• _抜粋本文_:
^^^^

川島むーのお茶祭り日記

お茶祭り企画代表、川島むーの心に映り行くよしなし事を、あれこれと

私の根っこ

 数日、留守にしておりました。

 こういう場に書くことでは無いのかもしれないが、相方の母が入院。
 いつか来るであろうと予想していた既に持っている病気ではなく、別の症状で。最初、事態がわからず混乱した我が家。こういう時、この距離がもどかしい。一応の危機は脱したが、まだ予断は許さない状態。
 
 木曜、一人で福井へ。付き合っていたときから、福井へ行くのは彼の車だった。初めての鉄道での福井行きがこんな形でやってくるとは。
 焦る気持ちの一方で、駅弁はしっかり選んでいる自分はどうなんだと思いつつ、しらさぎに乗って福井に到着。

^^^^

• _保存データ_:
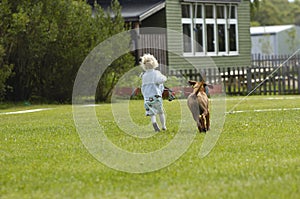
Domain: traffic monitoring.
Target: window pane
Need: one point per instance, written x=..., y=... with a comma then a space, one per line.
x=221, y=37
x=209, y=11
x=199, y=37
x=187, y=45
x=198, y=11
x=210, y=38
x=220, y=12
x=185, y=11
x=232, y=38
x=231, y=12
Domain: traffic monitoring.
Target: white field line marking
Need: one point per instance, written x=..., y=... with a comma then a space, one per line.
x=26, y=111
x=266, y=98
x=264, y=110
x=261, y=83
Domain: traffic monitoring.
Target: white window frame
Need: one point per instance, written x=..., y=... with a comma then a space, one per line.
x=227, y=21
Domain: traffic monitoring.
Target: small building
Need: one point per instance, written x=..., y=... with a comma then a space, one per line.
x=275, y=40
x=214, y=29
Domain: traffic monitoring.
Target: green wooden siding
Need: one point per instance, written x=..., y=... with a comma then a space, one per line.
x=175, y=44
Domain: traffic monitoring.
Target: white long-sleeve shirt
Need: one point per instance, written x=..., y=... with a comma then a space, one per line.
x=152, y=83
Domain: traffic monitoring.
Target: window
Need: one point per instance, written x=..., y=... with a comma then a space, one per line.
x=209, y=29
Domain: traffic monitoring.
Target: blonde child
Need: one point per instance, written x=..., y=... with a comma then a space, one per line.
x=152, y=90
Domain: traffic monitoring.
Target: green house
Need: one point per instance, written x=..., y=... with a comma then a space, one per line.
x=196, y=32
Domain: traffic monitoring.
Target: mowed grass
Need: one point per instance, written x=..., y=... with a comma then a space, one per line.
x=256, y=156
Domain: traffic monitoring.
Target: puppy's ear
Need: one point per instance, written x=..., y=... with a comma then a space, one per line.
x=192, y=82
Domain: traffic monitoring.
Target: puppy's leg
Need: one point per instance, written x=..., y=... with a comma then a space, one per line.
x=163, y=121
x=154, y=123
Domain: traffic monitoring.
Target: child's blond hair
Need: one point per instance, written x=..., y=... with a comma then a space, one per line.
x=148, y=61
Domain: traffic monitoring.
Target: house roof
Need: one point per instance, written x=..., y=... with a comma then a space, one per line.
x=270, y=30
x=136, y=10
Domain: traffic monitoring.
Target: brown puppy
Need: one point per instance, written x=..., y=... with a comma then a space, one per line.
x=198, y=104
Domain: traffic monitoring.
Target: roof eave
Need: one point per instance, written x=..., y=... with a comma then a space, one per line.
x=152, y=11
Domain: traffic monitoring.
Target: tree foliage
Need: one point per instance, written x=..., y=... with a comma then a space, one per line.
x=275, y=12
x=46, y=42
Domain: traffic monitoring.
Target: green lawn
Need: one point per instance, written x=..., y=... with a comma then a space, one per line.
x=256, y=156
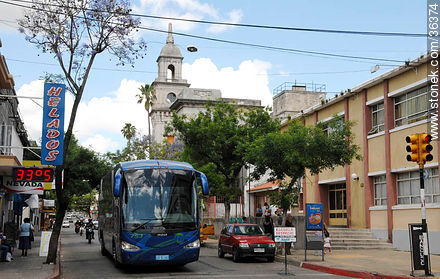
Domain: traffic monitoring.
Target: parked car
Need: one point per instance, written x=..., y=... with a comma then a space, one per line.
x=245, y=240
x=207, y=229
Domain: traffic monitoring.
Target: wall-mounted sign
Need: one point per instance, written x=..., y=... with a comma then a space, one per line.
x=285, y=234
x=314, y=216
x=53, y=124
x=22, y=187
x=32, y=174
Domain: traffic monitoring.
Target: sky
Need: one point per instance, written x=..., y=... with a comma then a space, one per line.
x=238, y=71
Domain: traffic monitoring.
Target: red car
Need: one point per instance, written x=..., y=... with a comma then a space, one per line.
x=245, y=240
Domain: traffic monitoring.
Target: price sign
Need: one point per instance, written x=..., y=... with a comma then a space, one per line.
x=24, y=174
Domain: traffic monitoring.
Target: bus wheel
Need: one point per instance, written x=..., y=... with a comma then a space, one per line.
x=221, y=254
x=115, y=260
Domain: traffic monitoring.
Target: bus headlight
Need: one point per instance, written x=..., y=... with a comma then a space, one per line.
x=129, y=247
x=194, y=244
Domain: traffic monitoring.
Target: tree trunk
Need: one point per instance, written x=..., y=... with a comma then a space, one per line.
x=227, y=211
x=59, y=217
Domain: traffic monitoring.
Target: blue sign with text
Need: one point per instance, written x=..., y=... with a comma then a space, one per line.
x=314, y=216
x=52, y=138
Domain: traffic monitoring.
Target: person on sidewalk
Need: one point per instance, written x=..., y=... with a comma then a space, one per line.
x=327, y=240
x=25, y=231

^^^^

• _作業指示_:
[a] お茶祭り日記について、次の問いに答えなさい。
(i) 相方の母は、どのような理由で入院したと書かれているか。
(ii) 付き合っていたころ、福井へは何で行っていたか。
(iii) 木曜に福井へ向かったとき、乗った列車は何か。
[b] お茶祭り日記の文章を、最後の文のあとから書き進めなさい。

• _活動の解答_:
[a]
(i) 既に持っている病気ではなく、別の症状のため。
(ii) 彼の車。
(iii) しらさぎ。

[b]
 傍にいて、何が出来るわけでも無い。それでも、居る事が大事と信じて。父上は、毎日病院通い。ほんの数日、私がいる間だけでもゆっくりして貰えたらと思うのだが、それでもやっぱり、きっちり来られる父上。出来上がった毎日のペースは乱さないほうが良いって事かな。
 帰省して、一緒にご飯を食べてお酒を飲んでお喋りをして、そんな時間があったのが、つい半月前なのだと言う事実が切ない。
 夢現の母上は、相手を私と認識して喋るかと思えば誰かと間違えているのかなぁ。そんな繰り返し。それでも、握った手には少し力が戻ってきているのが、そんなささやかな事が、嬉しい。
 覚悟は、している。でも、こんな形では、嫌だと思う。もう一度、一緒にお話がしたい、一緒に笑いたい。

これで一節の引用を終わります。